→ **WRITTEN REQUEST A**: Format every line of the records that follow the URL article as a JSON list of strings, one string per line, leaving out blank lines.

→ **TEXT SECTION**:
Internet Guide Logo

What is a URL (Uniform Resource Locator)

Last Edit: 01/08/17
bullet Introduction

A Uniform Resource Locator (URL) is a type of Uniform Resource Identifier (URI) and is a extensible and simple means for identifying a World Wide Web resource - the term "resource" is used in a general sense, common resources are images and electronic documents. Tim Berners-Lee, alongside L. Masinter and M. McCahill, defined URLs as a compact string in RFC1738 and outlined the semantics and syntax of URLs in this document. URLs were used since the launch of the World-Wide Web global information initiative (mid-to-late 1990) and the purpose of URLs was always to locate a resource on the Web. The syntax of URLs are a sequence of letters, special characters and digits; Berners-Lee has admitted to regretting using two slashes within URLs. Domain names are used within many URLs: therefore, the Domain Name System (DNS) is heavily relied upon for identifying Web resources. URLs are sometimes referred to as 'web addresses'.

bullet URL Syntax

RFC1738, states that the syntax for URLs is separated into two parts: <scheme>:<scheme-specific-part>. A colon has always been used to separate the scheme from the scheme-specific-part.

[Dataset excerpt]

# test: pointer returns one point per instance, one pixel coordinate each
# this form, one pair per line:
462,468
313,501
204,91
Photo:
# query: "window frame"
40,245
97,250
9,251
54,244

→ **WRITTEN REQUEST B**: For each statement below, say whether it agrees with the URL text, answering yes or no and quoting the deciding words: (i) Berners-Lee has said he regrets using two slashes in URLs; (ii) RFC1738 divides URL syntax into three parts; (iii) URLs are sometimes called web addresses.

→ **OUTPUT A**:
[
  "# test: pointer returns one point per instance, one pixel coordinate each",
  "# this form, one pair per line:",
  "462,468",
  "313,501",
  "204,91",
  "Photo:",
  "# query: \"window frame\"",
  "40,245",
  "97,250",
  "9,251",
  "54,244"
]

→ **OUTPUT B**:
(i) Yes: "Berners-Lee has admitted to regretting using two slashes within URLs"
(ii) No: "the syntax for URLs is separated into two parts"
(iii) Yes: "URLs are sometimes referred to as 'web addresses'."